**Exercise:**
The answer must be one number: how many lines below contain the word "query".

"""

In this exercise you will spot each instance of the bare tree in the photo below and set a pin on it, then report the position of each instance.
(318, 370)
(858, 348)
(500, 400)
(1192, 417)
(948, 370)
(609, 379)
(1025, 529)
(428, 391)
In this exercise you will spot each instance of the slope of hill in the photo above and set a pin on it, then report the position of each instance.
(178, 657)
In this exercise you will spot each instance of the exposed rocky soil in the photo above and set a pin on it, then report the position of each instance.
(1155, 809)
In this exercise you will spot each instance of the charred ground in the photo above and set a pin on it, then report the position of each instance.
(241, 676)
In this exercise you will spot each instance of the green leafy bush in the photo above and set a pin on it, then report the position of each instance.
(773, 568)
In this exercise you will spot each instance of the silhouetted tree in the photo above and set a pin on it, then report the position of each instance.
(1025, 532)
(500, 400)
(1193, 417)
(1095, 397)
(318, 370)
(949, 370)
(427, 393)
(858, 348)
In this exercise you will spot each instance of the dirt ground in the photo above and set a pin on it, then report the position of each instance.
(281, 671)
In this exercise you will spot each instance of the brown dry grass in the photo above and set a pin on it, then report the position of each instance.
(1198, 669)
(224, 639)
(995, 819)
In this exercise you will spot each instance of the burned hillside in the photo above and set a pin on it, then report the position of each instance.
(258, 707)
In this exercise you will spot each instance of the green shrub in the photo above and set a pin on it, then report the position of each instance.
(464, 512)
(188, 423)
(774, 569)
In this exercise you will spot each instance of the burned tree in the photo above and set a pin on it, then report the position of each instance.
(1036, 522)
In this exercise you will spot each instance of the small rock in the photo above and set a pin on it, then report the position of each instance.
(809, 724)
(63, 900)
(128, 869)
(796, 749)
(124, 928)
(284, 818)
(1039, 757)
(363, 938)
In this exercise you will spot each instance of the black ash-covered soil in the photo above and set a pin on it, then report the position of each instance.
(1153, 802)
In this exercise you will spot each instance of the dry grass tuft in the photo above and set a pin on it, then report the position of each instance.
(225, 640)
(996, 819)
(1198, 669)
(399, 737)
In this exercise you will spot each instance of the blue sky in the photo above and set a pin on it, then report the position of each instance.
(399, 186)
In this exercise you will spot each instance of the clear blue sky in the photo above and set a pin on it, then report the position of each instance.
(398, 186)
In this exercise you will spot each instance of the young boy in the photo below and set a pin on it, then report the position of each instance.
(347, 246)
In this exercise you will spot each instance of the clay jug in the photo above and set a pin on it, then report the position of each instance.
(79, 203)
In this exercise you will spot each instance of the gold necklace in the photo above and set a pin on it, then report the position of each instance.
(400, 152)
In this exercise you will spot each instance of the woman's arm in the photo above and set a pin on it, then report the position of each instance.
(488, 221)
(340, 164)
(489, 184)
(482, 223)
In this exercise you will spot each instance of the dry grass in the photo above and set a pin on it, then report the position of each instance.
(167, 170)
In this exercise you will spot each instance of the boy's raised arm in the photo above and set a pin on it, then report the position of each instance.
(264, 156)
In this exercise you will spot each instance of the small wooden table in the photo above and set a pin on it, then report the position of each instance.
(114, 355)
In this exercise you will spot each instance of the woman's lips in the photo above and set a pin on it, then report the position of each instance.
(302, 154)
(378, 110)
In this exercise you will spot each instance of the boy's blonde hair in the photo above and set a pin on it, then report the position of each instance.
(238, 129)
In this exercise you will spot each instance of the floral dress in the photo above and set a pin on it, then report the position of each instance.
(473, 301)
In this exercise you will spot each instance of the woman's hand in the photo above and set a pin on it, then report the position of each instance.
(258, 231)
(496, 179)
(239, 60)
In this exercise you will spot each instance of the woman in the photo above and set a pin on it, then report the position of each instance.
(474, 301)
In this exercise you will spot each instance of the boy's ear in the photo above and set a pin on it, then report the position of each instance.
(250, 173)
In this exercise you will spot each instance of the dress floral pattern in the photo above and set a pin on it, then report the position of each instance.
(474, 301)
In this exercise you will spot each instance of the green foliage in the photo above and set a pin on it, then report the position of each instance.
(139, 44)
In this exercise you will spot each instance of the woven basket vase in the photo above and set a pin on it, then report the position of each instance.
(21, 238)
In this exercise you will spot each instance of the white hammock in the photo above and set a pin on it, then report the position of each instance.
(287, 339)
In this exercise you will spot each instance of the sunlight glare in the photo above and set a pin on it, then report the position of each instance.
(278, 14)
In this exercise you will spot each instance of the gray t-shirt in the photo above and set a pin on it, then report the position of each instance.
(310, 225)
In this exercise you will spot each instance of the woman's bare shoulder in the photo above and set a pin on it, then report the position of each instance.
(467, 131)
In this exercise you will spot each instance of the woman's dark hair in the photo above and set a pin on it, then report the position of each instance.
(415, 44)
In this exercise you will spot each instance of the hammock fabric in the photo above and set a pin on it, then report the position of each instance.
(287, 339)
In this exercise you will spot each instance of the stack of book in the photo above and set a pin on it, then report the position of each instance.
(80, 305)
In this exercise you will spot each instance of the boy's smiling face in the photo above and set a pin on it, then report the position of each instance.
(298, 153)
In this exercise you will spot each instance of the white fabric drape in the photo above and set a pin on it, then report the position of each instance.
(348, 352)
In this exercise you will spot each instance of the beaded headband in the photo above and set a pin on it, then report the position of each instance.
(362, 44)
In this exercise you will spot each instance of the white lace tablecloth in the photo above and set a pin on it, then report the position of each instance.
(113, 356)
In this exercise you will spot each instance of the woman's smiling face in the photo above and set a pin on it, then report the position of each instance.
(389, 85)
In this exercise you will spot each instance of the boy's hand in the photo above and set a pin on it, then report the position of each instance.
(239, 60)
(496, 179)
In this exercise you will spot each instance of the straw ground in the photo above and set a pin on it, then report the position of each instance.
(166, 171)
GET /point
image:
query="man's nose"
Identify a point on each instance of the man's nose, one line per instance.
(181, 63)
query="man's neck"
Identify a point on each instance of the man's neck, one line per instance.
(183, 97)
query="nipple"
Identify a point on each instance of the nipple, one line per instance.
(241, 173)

"""

**Response area:**
3